Pick out every line in the records below that contains the string "logo", and copy each one.

(Dataset rows on where objects appear)
------------------------------
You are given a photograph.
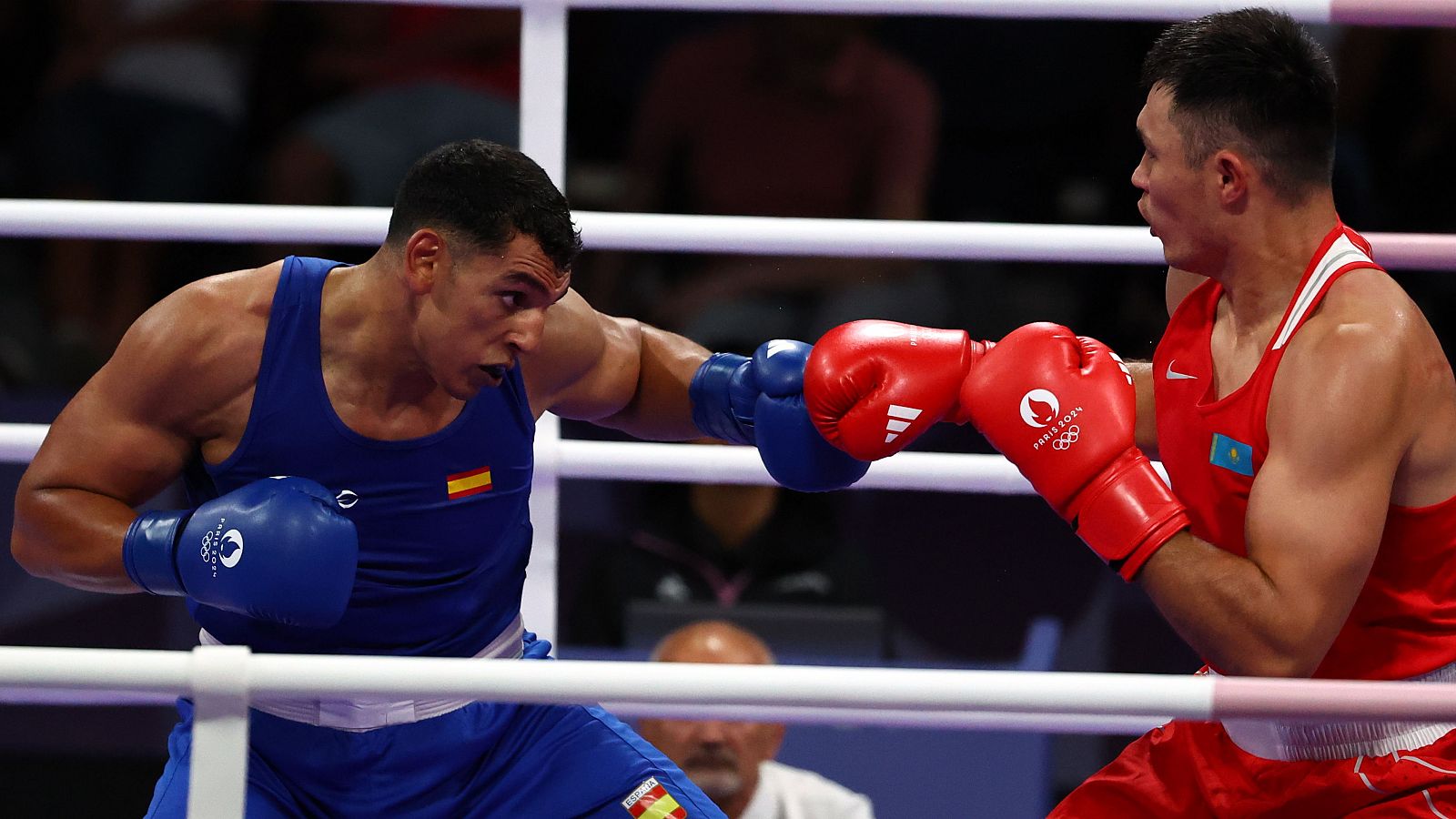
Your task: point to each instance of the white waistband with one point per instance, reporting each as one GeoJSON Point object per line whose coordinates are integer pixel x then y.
{"type": "Point", "coordinates": [1274, 739]}
{"type": "Point", "coordinates": [369, 713]}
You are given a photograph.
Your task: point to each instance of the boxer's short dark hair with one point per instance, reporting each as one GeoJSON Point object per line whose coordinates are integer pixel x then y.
{"type": "Point", "coordinates": [488, 194]}
{"type": "Point", "coordinates": [1256, 80]}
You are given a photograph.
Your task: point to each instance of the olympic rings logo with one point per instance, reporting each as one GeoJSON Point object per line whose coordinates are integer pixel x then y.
{"type": "Point", "coordinates": [1067, 439]}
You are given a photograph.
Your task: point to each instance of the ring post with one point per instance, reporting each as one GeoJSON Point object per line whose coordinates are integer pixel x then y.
{"type": "Point", "coordinates": [217, 783]}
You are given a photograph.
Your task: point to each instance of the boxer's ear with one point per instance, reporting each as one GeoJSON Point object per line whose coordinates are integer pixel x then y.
{"type": "Point", "coordinates": [426, 259]}
{"type": "Point", "coordinates": [1235, 172]}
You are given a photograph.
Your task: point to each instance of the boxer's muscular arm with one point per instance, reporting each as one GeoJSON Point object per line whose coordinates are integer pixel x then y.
{"type": "Point", "coordinates": [613, 372]}
{"type": "Point", "coordinates": [126, 436]}
{"type": "Point", "coordinates": [1317, 511]}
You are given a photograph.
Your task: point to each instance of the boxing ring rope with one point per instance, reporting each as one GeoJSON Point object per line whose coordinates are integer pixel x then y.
{"type": "Point", "coordinates": [761, 235]}
{"type": "Point", "coordinates": [1350, 12]}
{"type": "Point", "coordinates": [223, 680]}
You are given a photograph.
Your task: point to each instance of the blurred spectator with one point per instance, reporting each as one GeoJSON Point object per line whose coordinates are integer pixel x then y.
{"type": "Point", "coordinates": [399, 80]}
{"type": "Point", "coordinates": [733, 763]}
{"type": "Point", "coordinates": [143, 101]}
{"type": "Point", "coordinates": [783, 116]}
{"type": "Point", "coordinates": [725, 544]}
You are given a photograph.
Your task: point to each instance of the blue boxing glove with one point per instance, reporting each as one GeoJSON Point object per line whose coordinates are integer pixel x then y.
{"type": "Point", "coordinates": [761, 401]}
{"type": "Point", "coordinates": [300, 552]}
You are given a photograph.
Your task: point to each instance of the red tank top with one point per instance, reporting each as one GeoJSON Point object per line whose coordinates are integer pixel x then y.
{"type": "Point", "coordinates": [1404, 622]}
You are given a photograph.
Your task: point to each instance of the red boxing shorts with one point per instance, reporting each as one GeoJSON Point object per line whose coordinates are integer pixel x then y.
{"type": "Point", "coordinates": [1194, 770]}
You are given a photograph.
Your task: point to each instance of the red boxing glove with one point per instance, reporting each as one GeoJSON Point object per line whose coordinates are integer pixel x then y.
{"type": "Point", "coordinates": [873, 387]}
{"type": "Point", "coordinates": [1062, 409]}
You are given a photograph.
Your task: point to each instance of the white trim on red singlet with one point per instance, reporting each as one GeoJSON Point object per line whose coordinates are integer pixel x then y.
{"type": "Point", "coordinates": [1341, 252]}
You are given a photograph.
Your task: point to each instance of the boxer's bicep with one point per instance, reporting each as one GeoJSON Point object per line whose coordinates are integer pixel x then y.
{"type": "Point", "coordinates": [118, 442]}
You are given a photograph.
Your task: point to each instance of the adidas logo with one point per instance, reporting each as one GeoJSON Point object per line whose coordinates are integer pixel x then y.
{"type": "Point", "coordinates": [899, 420]}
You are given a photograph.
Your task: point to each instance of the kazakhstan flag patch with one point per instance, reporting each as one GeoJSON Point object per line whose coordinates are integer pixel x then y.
{"type": "Point", "coordinates": [1232, 455]}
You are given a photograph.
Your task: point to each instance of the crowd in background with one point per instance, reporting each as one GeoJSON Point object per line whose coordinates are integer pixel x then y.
{"type": "Point", "coordinates": [688, 113]}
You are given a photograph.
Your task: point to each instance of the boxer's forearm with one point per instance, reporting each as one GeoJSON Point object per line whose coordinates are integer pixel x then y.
{"type": "Point", "coordinates": [1147, 431]}
{"type": "Point", "coordinates": [660, 407]}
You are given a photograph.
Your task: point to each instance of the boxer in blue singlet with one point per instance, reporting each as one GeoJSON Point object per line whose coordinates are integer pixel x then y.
{"type": "Point", "coordinates": [357, 450]}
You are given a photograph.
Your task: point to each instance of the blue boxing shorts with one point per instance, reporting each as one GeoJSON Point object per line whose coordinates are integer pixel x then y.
{"type": "Point", "coordinates": [480, 760]}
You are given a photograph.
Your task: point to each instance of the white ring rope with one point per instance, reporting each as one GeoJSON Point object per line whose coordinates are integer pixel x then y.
{"type": "Point", "coordinates": [794, 693]}
{"type": "Point", "coordinates": [222, 680]}
{"type": "Point", "coordinates": [966, 241]}
{"type": "Point", "coordinates": [688, 464]}
{"type": "Point", "coordinates": [1353, 12]}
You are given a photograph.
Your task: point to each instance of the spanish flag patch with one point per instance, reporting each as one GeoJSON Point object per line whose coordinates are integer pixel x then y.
{"type": "Point", "coordinates": [652, 800]}
{"type": "Point", "coordinates": [466, 484]}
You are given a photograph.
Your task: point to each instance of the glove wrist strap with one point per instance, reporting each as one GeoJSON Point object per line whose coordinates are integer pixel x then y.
{"type": "Point", "coordinates": [1128, 515]}
{"type": "Point", "coordinates": [711, 395]}
{"type": "Point", "coordinates": [149, 551]}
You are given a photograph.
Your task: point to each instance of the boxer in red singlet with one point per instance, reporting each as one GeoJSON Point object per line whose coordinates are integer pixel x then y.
{"type": "Point", "coordinates": [1302, 405]}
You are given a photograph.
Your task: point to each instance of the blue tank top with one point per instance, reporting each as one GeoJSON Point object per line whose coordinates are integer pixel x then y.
{"type": "Point", "coordinates": [443, 521]}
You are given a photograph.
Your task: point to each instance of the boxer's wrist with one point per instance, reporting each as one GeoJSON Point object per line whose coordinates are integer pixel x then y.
{"type": "Point", "coordinates": [149, 551]}
{"type": "Point", "coordinates": [711, 394]}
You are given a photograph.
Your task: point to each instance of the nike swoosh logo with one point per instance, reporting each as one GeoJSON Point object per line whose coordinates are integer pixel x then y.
{"type": "Point", "coordinates": [1172, 373]}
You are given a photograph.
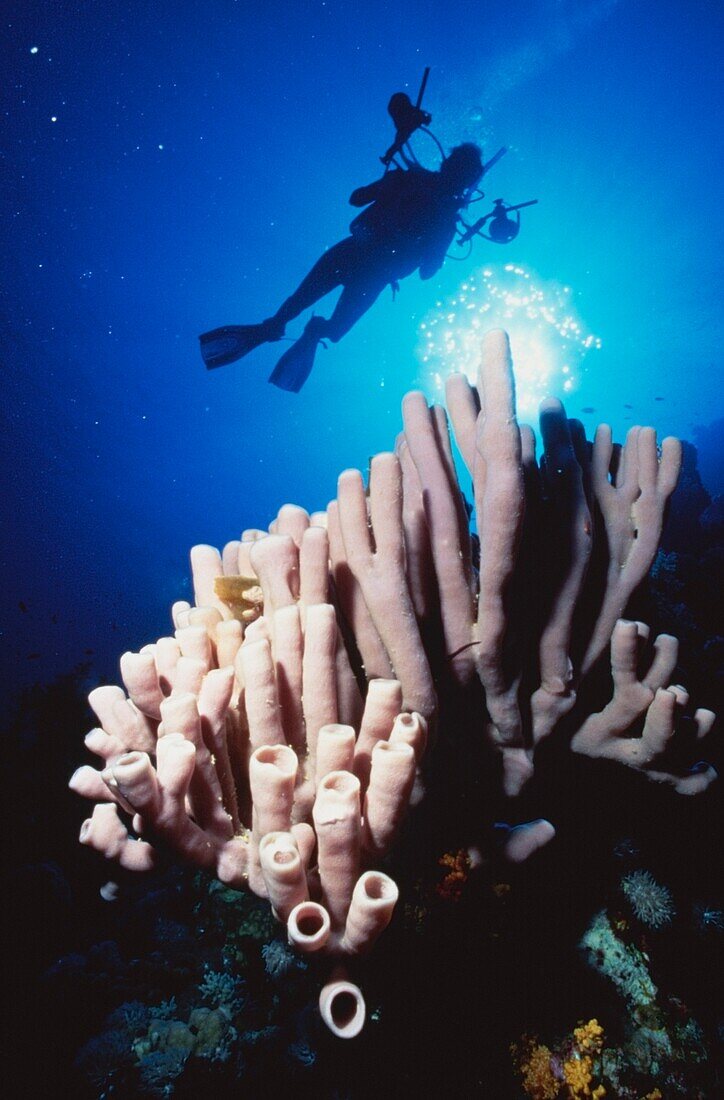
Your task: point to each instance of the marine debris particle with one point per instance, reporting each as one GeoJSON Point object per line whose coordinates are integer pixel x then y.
{"type": "Point", "coordinates": [241, 594]}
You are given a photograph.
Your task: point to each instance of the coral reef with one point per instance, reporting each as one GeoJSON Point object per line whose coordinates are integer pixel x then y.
{"type": "Point", "coordinates": [278, 737]}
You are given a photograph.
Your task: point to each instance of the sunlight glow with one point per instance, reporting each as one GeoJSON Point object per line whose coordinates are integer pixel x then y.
{"type": "Point", "coordinates": [547, 338]}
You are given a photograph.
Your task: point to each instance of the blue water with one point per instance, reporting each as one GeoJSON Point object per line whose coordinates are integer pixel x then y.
{"type": "Point", "coordinates": [169, 167]}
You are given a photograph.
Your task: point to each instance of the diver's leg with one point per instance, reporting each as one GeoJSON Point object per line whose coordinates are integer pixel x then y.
{"type": "Point", "coordinates": [328, 273]}
{"type": "Point", "coordinates": [353, 303]}
{"type": "Point", "coordinates": [295, 364]}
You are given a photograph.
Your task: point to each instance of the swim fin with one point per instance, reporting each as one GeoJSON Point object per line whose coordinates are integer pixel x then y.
{"type": "Point", "coordinates": [296, 363]}
{"type": "Point", "coordinates": [231, 342]}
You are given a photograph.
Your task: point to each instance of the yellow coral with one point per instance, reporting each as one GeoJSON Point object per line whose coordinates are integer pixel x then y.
{"type": "Point", "coordinates": [538, 1079]}
{"type": "Point", "coordinates": [452, 883]}
{"type": "Point", "coordinates": [241, 594]}
{"type": "Point", "coordinates": [579, 1074]}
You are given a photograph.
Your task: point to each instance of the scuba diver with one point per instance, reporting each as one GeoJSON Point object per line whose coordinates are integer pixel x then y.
{"type": "Point", "coordinates": [409, 220]}
{"type": "Point", "coordinates": [408, 223]}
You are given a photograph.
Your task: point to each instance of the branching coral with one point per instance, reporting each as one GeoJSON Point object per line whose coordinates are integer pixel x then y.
{"type": "Point", "coordinates": [278, 737]}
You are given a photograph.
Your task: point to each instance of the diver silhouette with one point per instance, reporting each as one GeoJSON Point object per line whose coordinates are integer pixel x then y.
{"type": "Point", "coordinates": [408, 223]}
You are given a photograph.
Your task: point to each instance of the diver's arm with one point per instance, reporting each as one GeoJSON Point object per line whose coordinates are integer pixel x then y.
{"type": "Point", "coordinates": [362, 196]}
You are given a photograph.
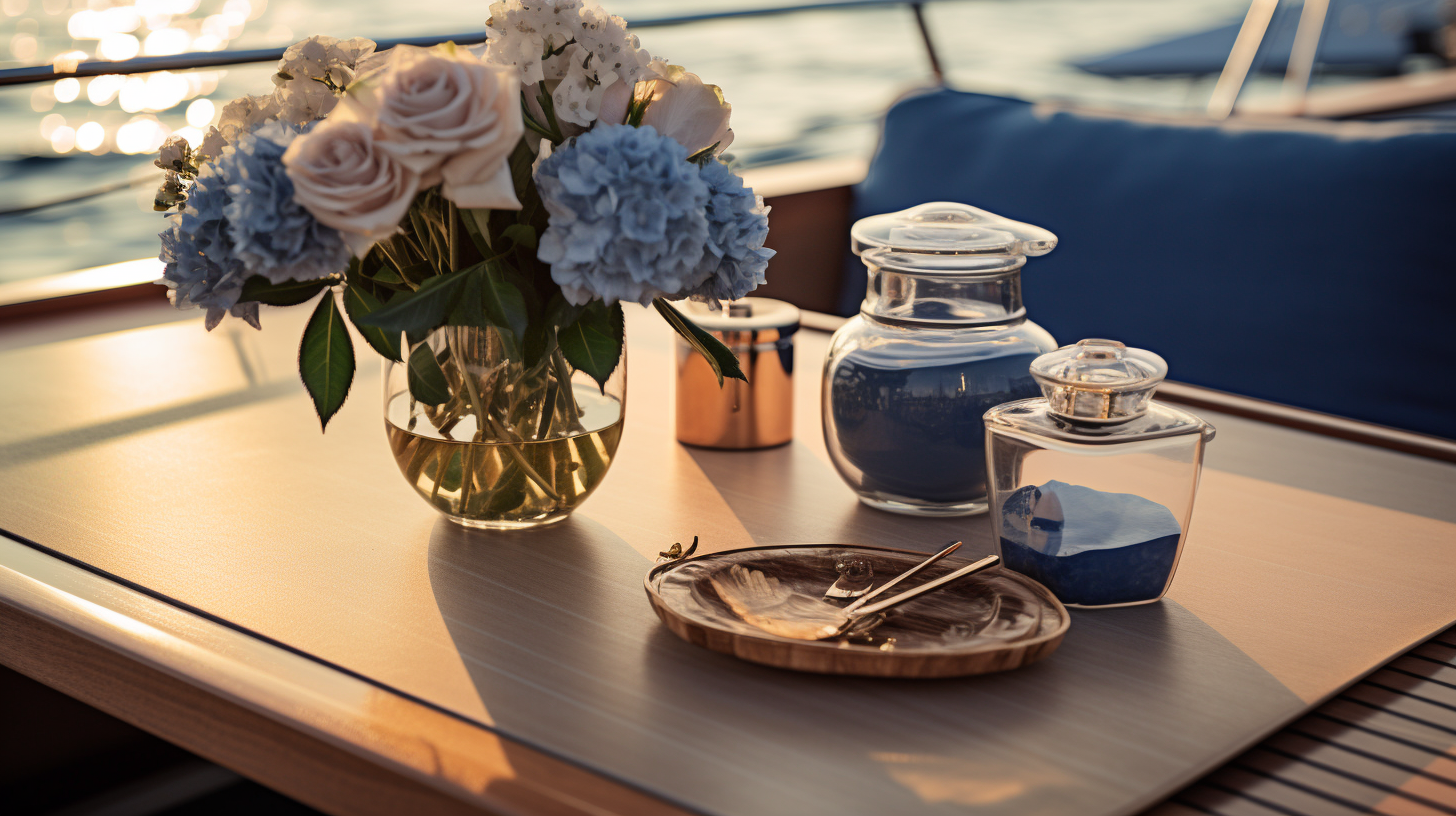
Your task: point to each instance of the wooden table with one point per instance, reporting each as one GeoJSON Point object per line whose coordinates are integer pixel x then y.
{"type": "Point", "coordinates": [184, 550]}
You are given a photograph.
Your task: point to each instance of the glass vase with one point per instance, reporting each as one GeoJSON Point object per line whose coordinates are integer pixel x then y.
{"type": "Point", "coordinates": [517, 443]}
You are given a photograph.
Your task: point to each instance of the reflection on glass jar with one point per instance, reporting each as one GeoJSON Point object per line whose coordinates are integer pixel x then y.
{"type": "Point", "coordinates": [941, 338]}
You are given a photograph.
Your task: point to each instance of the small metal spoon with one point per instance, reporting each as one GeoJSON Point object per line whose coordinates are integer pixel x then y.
{"type": "Point", "coordinates": [915, 570]}
{"type": "Point", "coordinates": [760, 601]}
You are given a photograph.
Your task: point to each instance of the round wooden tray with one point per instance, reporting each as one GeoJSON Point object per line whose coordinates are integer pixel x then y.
------------------------------
- _Complete answer_:
Your task: point to each instance of the olympic rings logo with one point per instance, reporting each as one GeoJSON Point object per line whose coordinates are integer pixel x then y.
Your task: point to each instance of the adidas logo with one point per instance, reporting each as one GeoJSON Point object per line whose coordinates are integer pixel x then y.
Your task: point to each instance of the nike swoosh logo with one point per instance, reporting each as one GeoJSON Point object per line whose coordinates are integer pixel x then y.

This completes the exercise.